Supplied passage —
Aging population is one of the biggest challenges for the Swedish municipality

  • December 11, 2019 13:00
  • Author Plamen Petrov
Medium lulea city festival water
Source: Andreas Harnemo - Från lokal fotograf www.snowgarden.se, on Wikipedia under CC BY-SA 3.0

More people in the developed countries are getting older simultaneously while there are fewer people of working-age. This trend, which puts pressure on the social security systems and distorts the labour market, is something that not only central, but local governments are worried about, too. The administration of Luleå is among them.

Statistical data shows that the number of people aged 65 and older in the Swedish municipality is projected to increase by 1151 persons between the years 2019-2026. Therefore, Luleå views the development of elderly care as one of its biggest challenges. So big that it requires social services to streamline their operations and come up with innovative solutions. The focus is on three areas: coordination of resources, strengthening of preventive health work and implementation of new technology.

About this task — Rewrite the article on Luleå's aging population between "Statistical data shows" and "of new technology.", inclusive, changing "elderly care" to "senior care". Rely on nothing but the article on Luleå's aging population.

Data excerpt —
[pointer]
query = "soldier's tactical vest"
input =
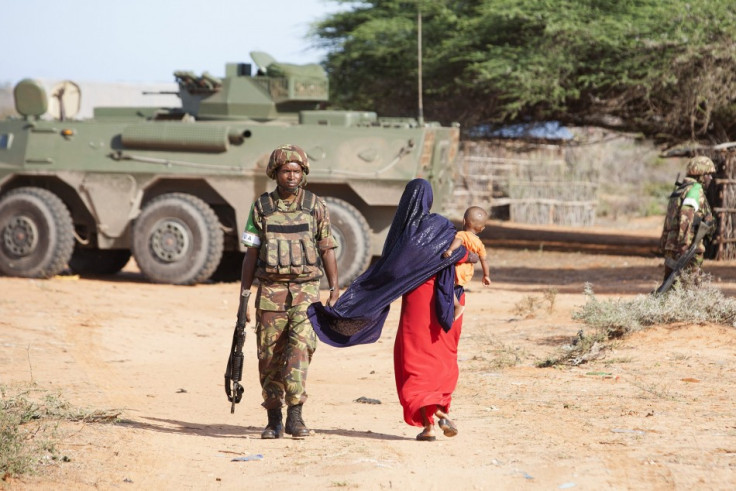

Expected output —
Statistical data shows that the number of people aged 65 and older in the Swedish municipality is projected to increase by 1151 persons between the years 2019-2026. Therefore, Luleå views the development of senior care as one of its biggest challenges. So big that it requires social services to streamline their operations and come up with innovative solutions. The focus is on three areas: coordination of resources, strengthening of preventive health work and implementation of new technology.